Given text =
— Begin —
Speaking to NHK, Iwaya Keisuke, the CEO of Iwaya Giken, said 2023 is a significant year for him as he is “aiming to get a gas balloon high enough to view outer space.”
Other than astronauts, people have not had a way to see Earth and outer space at the same time. We want to make it affordable and, of course, safe,” Iwaya told the Japanese network.
Iwaya reportedly began thinking about his plan while he was still an engineering student, and only started putting it into practice after he graduated.
According to NHK, Iwaya started the project by attaching a camera to a balloon that took pictures of outer space from an altitude of 30 kilometers (approximately 18.6 miles). This project then turned into a business plan, leading him to the idea that a “larger balloon would be able to carry people.”
On its website, Iwaya Giken calls the project the “Open Universe Project” that involves the “democratization of space.”
NHK reported that passengers will be given around one hour to float in the stratosphere.
They will be lifted from a balloon port on the Japanese island of Hokkaido. The commercial cabin they will use will reportedly take two hours to reach the stratosphere and one hour to descend back to Earth.
Iwaya Giken originally planned for the flight to cost around 24 million yen (approximately $178,000), but Iwaya said they would eventually bring down the cost to several million yen (tens of thousands of dollars) instead.
Iwaya Giken is planning to host its first trip later in 2023 and began accepting passenger applications on Tuesday and will continue to do so until the end of August. The company will announce its first five passengers in October, with flights expected to take place a week apart.
— End —
What the exercise asks =
Copy the passage on the space balloon from "On its website, Iwaya" up to and including "in the stratosphere.", substituting "homepage" for "website".

Data provided =
— Begin —
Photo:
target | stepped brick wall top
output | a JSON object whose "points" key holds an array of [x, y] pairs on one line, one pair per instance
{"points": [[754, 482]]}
— End —
Exercise solution =
On its homepage, Iwaya Giken calls the project the “Open Universe Project” that involves the “democratization of space.”
NHK reported that passengers will be given around one hour to float in the stratosphere.